> 提示された文章
⟨

車を売るには、まず査定を受ける必要があります。
でも、車のどこを見て、どう評価されるのか、また、どのようなポイントがマイナス査定になるのか、、ちょっと不安ですよね?
GOODBYE CARの岡田です。
車の査定価格は、車種や年式、走行距離でおおよそが決まります。
さらに細かな項目をチェックしたうえで「評価点」を出すわけですが、車両の状態によっては大きく減点されたり、逆に加点されるケースもあるんです。
そこで今回は、JAAI(日本自動車査定協会)のガイドラインと私の実体験をもとに、車査定における減額または加算の基準について詳しくみていきたいと思います。
目次
車の査定価格が決定するまでの工程
車の査定価格というのは、お店によって必ず差が出ます。
では一体、どうやって決めているのでしょうか?
買取業者が査定価格を提示するまでには、以下の3つのステップがあります。
まずは、査定基準にしたがい、その車の評価点を出すんですが、それで査定価格が決まるわけではありません。
実際は業者オークションの相場を参考にして、いくらなら利益が見込めるか予測しつつ、お客さんの反応を見ながら “落としどころ” を探っていきます。
ですから、評価点どおりの金額になるとは限らないなんです・・・。
車の査定価格がどうやって決まるのか、何となくイメージができましたか?
車査定で見られるポイントと加減点(加算・減額)の目安
とはいえ、査定の評価点がベースになるのは確かです。
冒頭でもお伝えしたとおり、車の基本条件や修復歴の有無によって査定価格の8割方が決まりますが、それに加え、エンジンや装備類の状態をみて減点・加点をつけていきます。
そして、トータルの評価点を出すわけです。
査定基準の減点項目
というわけで、まずは査定で減点されるポイントをみていきたいと思います。
チェックされる項目は、主に次の8つです。
それでは、順にみていきましょう。

⟩

コレクションの記録:
⟨

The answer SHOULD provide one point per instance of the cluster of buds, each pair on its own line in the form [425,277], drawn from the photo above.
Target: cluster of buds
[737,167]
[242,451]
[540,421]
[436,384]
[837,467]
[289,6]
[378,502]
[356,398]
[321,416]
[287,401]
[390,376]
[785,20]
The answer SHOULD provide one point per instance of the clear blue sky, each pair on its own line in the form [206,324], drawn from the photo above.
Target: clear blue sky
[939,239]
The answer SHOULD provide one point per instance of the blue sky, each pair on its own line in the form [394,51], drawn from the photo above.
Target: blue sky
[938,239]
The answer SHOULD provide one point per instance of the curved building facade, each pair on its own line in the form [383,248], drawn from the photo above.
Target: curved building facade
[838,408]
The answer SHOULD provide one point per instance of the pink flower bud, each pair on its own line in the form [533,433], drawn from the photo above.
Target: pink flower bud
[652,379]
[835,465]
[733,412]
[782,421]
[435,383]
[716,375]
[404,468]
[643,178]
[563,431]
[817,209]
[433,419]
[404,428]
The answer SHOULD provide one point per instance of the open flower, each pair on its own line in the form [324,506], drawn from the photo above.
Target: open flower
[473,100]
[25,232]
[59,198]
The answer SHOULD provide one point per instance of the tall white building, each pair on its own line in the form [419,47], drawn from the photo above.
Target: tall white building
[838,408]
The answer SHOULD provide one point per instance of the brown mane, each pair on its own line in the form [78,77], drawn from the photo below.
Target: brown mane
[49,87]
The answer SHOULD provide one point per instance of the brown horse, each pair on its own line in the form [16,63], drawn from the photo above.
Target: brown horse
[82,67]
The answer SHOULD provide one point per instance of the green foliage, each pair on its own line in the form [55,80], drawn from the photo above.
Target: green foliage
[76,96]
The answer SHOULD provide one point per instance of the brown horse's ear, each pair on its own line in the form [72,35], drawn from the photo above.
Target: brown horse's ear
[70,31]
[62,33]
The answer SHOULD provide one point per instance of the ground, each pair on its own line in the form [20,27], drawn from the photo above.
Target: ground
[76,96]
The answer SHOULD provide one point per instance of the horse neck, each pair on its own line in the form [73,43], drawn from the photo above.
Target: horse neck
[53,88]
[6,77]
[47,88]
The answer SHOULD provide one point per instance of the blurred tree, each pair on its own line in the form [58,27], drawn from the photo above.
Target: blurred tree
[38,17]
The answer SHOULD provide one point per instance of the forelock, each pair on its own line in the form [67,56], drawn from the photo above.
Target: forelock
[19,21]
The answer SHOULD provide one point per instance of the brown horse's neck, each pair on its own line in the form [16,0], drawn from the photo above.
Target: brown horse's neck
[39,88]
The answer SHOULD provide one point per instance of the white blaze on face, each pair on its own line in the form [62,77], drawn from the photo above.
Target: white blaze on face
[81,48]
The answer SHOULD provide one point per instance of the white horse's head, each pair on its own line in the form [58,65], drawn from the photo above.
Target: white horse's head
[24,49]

⟩

> 取り組む指示
車査定の文章のうち「GOODBYE CARの岡田です。」から「買取業者が査定価格を提示するまでには、以下の3つのステップがあります。」までの部分を、「査定価格」を「買取価格」に変えて書き換えなさい。 車査定の文章だけを手がかりにすること。

> 演習の結果
GOODBYE CARの岡田です。
車の買取価格は、車種や年式、走行距離でおおよそが決まります。
さらに細かな項目をチェックしたうえで「評価点」を出すわけですが、車両の状態によっては大きく減点されたり、逆に加点されるケースもあるんです。
そこで今回は、JAAI(日本自動車査定協会)のガイドラインと私の実体験をもとに、車査定における減額または加算の基準について詳しくみていきたいと思います。
目次
車の買取価格が決定するまでの工程
車の買取価格というのは、お店によって必ず差が出ます。
では一体、どうやって決めているのでしょうか?
買取業者が買取価格を提示するまでには、以下の3つのステップがあります。